## start Given text

From a0fa6b8a34d87396c1acb40e55c1c9f22388c9f2 Mon Sep 17 00:00:00 2001
From: Adam Radziszewski <adam.radziszewski@pwr.wroc.pl>
Date: Thu, 20 Oct 2011 12:16:30 +0200
Subject: [PATCH] tagger eval reports diffs in seg if run in debug mode

---
 utils/tagger-eval.py | 10 ++++++++--
 1 file changed, 8 insertions(+), 2 deletions(-)

diff --git a/utils/tagger-eval.py b/utils/tagger-eval.py
index a69395b..f12f401 100755
--- a/utils/tagger-eval.py
+++ b/utils/tagger-eval.py
@@ -27,7 +27,7 @@ changelog = """
 * separate stats for unknown forms
 """

## end Given text
## start Records

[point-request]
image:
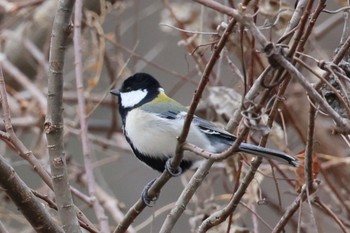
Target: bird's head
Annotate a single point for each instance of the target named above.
(137, 90)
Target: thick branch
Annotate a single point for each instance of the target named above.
(54, 119)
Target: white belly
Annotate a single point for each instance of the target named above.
(156, 136)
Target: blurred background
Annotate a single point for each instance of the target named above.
(173, 41)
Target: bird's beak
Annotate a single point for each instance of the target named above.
(115, 92)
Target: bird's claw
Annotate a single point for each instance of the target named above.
(149, 201)
(173, 172)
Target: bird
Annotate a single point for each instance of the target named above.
(152, 122)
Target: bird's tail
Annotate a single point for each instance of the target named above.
(268, 153)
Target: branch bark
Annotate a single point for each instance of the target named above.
(54, 118)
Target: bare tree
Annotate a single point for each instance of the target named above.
(273, 73)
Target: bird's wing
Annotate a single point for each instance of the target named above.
(212, 130)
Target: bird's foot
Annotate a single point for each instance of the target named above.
(173, 172)
(149, 201)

## end Records

● Problems to solve
**1.** How many insertions and deletions does the patch make?
**2.** Using the summary line of the patch, explain what the marks "++++++++--" next to the file name stand for.

● Task answers
**1.** 8 insertions and 2 deletions.

**2.** They show the changes to utils/tagger-eval.py. The eight plus signs are the 8 insertions and the two minus signs are the 2 deletions, which together make up the 10 changed lines listed beside the file name.